▸ **Exercises to complete**:
1) Would you copy, word for word, the section of the On30 layout post that starts with the words containing "Saturday, May 15, 2010" and ends with "to the car."?
2) Can you take the On30 layout blog post further, picking up right after its last sentence?

▸ **Source extract**:
########

Saturday, May 15, 2010

An On30 Layout Begins.....

Early in 2007 we decided to go with NCE equipment for our proposed layout to operate on DCC. We purchased an NCE PowerCab and a ProCab together with other necessary parts. We had been evaluating the various DCC systems for some time and our Tuesday Nighter friends (alias Mackie’s Marauders) convinced us that NCE was the way to go. The shunting layout had planned initially was to be built under the house between my car and the laundry area. But, as discussed in an earlier blog it was now going to go around my car parking space with removable sections to allow the car to be moved in or out of the garage and also to allow access to the car.

During March 2007, we purchased the three Bachmann Forney locos we had ordered from Austral Modelcraft. We had previously been advised that they would be available during that week and we couldn’t wait to get them. Listening to the locos being test run at the shop and our commitment to DCC the previous month convinced us that now was the time for us to start building a layout. Our collection of On30 had grown considerably since Bachmann introduced their ¼ inch scale (American O Scale) Porter 0-4-0ST locos in the late 1990’s. We have both been attending the AMRA Narrow Gauge meetings at Zillmere for some time and Raymond had been building 2’0” gauge models in 7 mm scale (English O Scale) for some time while I had been having a go at a Fowler 0-4-2T in 7 mm scale (still unfinished).

########

▸ **Recorded information**:
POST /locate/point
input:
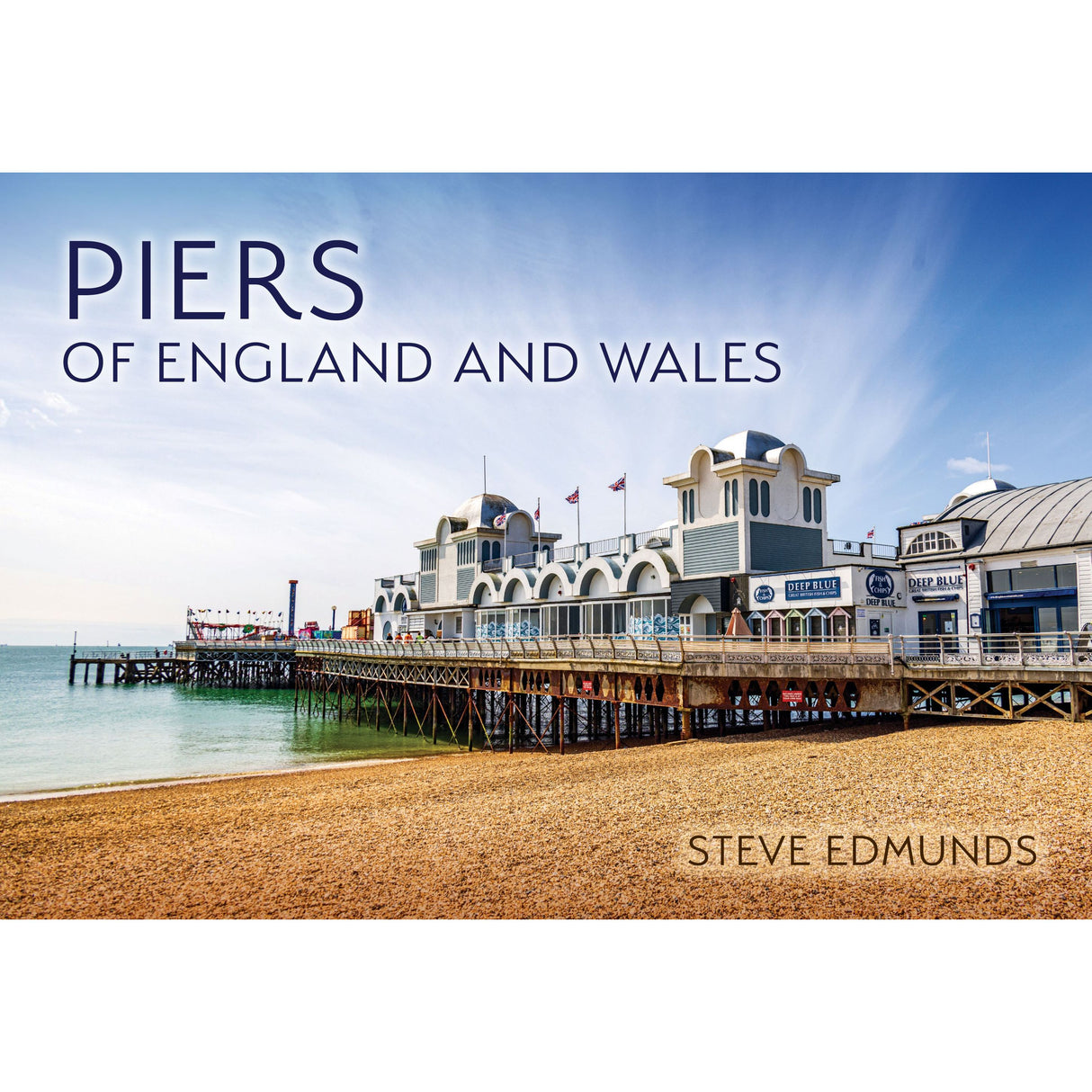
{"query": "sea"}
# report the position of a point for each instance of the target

########

▸ **Answers in order**:
1)
Saturday, May 15, 2010

An On30 Layout Begins.....

Early in 2007 we decided to go with NCE equipment for our proposed layout to operate on DCC. We purchased an NCE PowerCab and a ProCab together with other necessary parts. We had been evaluating the various DCC systems for some time and our Tuesday Nighter friends (alias Mackie’s Marauders) convinced us that NCE was the way to go. The shunting layout had planned initially was to be built under the house between my car and the laundry area. But, as discussed in an earlier blog it was now going to go around my car parking space with removable sections to allow the car to be moved in or out of the garage and also to allow access to the car.

2)
Sunday 4 March 2007, was a momentous day as Raymond and I started cleaning up an accumulation of 30 years of junk in the garage and tried to envisage if the layout project would eventuate or not. We also worked out the general locations of the lift-up or removable sections of the layout to allow access for my car into the garage.

My side of the garage before we began

We dug out two sections of baseboard framework from the garden shed in the back yard. I had made these 30 years ago for a proposed HO Scale NSW layout that was never completed beyond the baseboard stage. Needless to say these were in imperial dimensions rather than metric at 6 feet long by 2 ft 6 ins wide. During this time we also purchased some plywood sheet pre-cut to the required sizes as well as additional timber for framing and legs.

The following Sunday, we started rebuilding the first baseboard framework panel. Typical problems with yours truly trying to do anything with his hands – my hand saw kept snagging on the timber (I think it needs sharpening) and we needed a sander. Rang Craig – he didn’t have one we could borrow – so I went to Bunnings, Browns Plains and bought one for $100 thanks to the gorgeous young Bunnings Team Member who was so helpful and patient with me. I told her that Tim “The Tool Man” Taylor (TV Comedy Series – “Tool Time”) was an expert home handyman compared to me. She took pity on me and after a number of searching questions she found the right tool for me!! I now have a Ryobi Belt Sander.

I tried using my power saw (last used about 15 years previously) – blew the house earth leakage circuit breaker. It had been stored in a dark cupboard in the shed and the cockroaches had made short work of the insulation on motor windings causing a short. We discarded the power saw into the appropriate receptacle (after chopping off the power lead) – then back to the hand saw.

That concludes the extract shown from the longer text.